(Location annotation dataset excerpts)
■ ■ ■ ■ ■ ■ ■

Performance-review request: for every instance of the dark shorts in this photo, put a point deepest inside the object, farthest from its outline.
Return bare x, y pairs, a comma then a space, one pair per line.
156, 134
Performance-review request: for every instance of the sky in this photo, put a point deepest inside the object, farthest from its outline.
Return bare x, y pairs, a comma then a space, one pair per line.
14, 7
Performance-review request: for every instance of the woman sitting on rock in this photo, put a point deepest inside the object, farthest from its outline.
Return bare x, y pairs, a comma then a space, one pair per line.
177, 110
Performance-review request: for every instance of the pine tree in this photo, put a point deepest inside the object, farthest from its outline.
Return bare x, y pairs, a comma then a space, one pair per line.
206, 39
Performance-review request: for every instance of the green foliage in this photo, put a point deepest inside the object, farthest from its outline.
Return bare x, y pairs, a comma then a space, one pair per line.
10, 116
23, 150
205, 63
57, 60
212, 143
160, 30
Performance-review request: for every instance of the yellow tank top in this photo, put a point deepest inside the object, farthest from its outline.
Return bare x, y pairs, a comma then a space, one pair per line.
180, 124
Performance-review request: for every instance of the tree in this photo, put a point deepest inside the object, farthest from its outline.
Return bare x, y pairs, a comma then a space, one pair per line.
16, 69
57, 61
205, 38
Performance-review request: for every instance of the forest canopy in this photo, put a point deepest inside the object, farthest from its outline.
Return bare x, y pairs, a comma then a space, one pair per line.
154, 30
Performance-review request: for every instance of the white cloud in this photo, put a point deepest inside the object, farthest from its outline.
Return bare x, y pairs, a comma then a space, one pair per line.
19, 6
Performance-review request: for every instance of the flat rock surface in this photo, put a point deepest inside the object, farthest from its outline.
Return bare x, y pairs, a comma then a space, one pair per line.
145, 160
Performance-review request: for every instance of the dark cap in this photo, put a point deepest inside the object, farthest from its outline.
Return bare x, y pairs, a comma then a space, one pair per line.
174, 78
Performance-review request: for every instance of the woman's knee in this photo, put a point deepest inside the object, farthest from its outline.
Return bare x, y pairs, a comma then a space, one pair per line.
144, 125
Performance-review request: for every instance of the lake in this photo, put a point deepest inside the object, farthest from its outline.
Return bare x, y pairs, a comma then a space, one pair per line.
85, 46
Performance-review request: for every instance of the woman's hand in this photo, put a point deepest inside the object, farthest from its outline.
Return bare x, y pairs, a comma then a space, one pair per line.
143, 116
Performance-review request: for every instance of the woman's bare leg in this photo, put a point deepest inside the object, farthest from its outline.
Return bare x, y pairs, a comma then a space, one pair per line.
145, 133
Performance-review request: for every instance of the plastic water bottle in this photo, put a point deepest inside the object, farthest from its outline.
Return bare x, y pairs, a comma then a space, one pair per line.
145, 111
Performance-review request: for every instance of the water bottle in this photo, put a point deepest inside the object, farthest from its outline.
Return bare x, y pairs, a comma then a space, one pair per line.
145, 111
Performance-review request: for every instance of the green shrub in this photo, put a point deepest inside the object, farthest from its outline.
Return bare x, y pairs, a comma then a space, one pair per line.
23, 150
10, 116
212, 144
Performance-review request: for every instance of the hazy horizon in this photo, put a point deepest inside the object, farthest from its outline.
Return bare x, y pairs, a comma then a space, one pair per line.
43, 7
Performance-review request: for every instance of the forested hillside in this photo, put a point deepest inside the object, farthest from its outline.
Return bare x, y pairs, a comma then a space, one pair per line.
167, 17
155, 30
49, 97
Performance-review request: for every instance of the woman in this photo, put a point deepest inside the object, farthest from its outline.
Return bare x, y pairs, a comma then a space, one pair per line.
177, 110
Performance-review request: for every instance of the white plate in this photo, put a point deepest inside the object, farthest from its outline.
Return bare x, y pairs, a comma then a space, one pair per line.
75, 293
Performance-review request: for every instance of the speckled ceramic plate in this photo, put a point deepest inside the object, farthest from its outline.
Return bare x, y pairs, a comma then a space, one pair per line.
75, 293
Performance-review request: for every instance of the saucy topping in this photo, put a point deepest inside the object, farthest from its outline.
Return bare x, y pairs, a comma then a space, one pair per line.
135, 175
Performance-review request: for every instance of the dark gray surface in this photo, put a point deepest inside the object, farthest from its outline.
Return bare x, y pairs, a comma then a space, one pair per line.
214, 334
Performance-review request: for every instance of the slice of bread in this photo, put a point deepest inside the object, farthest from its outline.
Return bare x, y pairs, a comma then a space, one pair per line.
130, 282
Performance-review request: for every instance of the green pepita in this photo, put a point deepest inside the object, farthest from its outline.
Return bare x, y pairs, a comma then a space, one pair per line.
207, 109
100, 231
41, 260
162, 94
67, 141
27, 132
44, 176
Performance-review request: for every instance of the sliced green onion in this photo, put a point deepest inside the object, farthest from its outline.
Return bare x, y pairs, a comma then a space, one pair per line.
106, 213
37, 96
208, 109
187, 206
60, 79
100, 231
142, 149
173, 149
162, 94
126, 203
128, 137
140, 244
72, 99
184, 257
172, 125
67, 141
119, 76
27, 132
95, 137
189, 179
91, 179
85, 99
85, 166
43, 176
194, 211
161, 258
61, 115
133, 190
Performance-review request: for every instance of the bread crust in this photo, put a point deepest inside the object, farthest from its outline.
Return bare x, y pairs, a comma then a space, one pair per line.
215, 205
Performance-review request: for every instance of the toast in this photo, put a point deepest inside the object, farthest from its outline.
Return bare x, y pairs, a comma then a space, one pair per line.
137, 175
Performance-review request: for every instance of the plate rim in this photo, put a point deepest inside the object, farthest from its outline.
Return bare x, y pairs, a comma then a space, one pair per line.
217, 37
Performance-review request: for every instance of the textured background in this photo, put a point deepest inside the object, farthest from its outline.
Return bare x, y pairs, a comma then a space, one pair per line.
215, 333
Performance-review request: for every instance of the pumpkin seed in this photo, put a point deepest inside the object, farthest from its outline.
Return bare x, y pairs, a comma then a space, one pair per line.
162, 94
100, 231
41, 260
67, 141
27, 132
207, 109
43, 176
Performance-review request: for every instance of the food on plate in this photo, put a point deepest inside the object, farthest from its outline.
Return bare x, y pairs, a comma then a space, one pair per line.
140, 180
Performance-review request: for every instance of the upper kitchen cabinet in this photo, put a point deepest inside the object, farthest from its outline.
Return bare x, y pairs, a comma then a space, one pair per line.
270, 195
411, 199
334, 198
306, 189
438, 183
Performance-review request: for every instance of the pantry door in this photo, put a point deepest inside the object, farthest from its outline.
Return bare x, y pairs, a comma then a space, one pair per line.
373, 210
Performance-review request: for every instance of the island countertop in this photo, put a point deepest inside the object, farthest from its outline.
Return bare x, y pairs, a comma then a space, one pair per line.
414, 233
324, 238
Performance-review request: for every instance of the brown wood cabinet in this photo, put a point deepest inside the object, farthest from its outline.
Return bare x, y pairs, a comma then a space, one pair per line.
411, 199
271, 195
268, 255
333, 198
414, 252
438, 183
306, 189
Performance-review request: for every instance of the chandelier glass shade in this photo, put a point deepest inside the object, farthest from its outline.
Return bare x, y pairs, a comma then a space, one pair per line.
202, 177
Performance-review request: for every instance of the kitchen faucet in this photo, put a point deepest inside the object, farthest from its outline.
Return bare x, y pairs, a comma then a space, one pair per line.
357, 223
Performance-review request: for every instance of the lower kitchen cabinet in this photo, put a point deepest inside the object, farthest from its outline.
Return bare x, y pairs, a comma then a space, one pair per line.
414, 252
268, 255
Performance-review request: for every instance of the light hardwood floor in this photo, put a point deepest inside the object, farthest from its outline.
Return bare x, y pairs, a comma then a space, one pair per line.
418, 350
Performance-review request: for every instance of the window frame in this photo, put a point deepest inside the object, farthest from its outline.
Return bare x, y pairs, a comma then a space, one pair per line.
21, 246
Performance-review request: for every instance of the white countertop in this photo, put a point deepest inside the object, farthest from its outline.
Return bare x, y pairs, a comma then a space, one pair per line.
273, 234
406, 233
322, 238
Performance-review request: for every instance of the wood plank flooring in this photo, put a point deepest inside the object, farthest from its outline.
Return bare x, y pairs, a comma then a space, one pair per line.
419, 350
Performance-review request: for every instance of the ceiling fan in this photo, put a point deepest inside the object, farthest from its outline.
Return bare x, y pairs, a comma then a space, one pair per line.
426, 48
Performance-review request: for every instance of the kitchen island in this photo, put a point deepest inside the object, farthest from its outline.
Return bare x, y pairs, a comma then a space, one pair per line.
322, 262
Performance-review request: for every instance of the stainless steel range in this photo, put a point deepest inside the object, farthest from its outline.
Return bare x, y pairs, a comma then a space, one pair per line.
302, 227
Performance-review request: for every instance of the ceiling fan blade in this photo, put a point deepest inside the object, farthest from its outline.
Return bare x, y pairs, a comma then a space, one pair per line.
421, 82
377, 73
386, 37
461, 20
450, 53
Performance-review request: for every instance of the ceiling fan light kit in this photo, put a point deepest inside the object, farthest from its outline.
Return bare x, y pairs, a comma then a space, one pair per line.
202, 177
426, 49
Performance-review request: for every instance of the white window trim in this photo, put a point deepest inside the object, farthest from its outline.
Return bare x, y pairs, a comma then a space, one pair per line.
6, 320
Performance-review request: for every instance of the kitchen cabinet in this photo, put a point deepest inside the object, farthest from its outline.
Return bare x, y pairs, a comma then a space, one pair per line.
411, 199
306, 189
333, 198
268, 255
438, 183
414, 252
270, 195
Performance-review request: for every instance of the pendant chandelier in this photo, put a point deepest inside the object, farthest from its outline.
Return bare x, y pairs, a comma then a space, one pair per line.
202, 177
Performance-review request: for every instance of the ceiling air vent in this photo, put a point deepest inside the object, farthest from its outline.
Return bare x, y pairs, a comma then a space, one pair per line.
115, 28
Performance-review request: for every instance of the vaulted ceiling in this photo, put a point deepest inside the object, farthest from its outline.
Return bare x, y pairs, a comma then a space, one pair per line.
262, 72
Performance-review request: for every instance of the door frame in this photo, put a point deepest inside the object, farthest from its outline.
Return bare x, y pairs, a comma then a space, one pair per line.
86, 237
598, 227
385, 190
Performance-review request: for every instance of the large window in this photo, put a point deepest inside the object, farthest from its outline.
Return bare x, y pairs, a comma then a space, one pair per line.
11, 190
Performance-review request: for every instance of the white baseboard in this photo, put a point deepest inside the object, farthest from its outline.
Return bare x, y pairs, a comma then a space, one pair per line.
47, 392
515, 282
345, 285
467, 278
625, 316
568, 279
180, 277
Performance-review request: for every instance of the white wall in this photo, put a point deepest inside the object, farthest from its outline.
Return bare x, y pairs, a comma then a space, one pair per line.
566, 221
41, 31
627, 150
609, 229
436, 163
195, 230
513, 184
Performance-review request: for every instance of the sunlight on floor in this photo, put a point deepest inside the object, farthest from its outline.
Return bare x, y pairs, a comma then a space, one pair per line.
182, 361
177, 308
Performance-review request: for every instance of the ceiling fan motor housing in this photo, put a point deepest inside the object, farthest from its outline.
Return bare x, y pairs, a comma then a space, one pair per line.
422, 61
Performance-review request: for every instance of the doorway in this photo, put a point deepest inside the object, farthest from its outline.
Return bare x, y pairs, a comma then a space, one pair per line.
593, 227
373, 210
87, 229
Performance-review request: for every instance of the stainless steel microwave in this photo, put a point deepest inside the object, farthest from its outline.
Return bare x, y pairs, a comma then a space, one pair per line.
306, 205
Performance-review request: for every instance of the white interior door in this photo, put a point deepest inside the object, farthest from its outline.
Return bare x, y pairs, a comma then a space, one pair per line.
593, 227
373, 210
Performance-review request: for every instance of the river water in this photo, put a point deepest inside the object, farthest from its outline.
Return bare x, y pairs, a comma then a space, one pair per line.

■ ■ ■ ■ ■ ■ ■

Requirements: Reproduce the final stretch of the data above: every line from the one holding "Performance-review request: for every instance of the large" through the end, inclusive, exactly as written and nothing else.

In response:
Performance-review request: for every instance of the large window in this photo, put a point deepest inside the object, farthest from its outline.
Return bare x, y pairs, a comma then a space, one pair per line.
11, 190
Performance-review request: for every instance of the white baseboard in this photo, put a point deepest inside the object, farthest from its outline.
Return bare x, y pairs, a comma then a space, one pair per line.
47, 392
515, 282
345, 285
467, 278
625, 316
568, 279
180, 277
Performance-review request: for every instance of the white wall in this photo, put a point deepest inside the object, farthest from its outline.
Return bare x, y pairs, a comma then a space, one pair per line.
566, 221
41, 31
627, 150
609, 229
436, 163
195, 230
513, 184
Performance-review request: for every instance of the sunlight on floor in this photo, put a point deepest inside the object, farthest from its outline.
Return bare x, y pairs, a comma then a space, one pair per line.
182, 361
177, 308
Performance-review request: for every instance of the ceiling fan motor housing in this photo, put a point deepest inside the object, farthest from its outline.
Return bare x, y pairs, a comma then a space, one pair per line.
422, 61
Performance-review request: for every instance of the doorway in this photo, put a point deepest inside the object, farthest from its outline.
Return bare x, y pairs, a comma then a space, one pair per line.
593, 227
373, 210
87, 229
Performance-review request: for every instance of the stainless steel microwave in this photo, put a point deepest inside the object, farthest from its outline.
Return bare x, y pairs, a comma then a space, one pair per line.
306, 205
Performance-review request: for every instance of the white interior door in this photo, put a point deepest inside the object, farthest from its outline.
Return bare x, y pairs, a comma then a space, one pair per line.
593, 227
373, 210
Performance-review request: for every instance of the river water in this photo, put a point deepest inside the object, farthest from its outline.
Return bare x, y pairs, a comma then a space, one pair per line.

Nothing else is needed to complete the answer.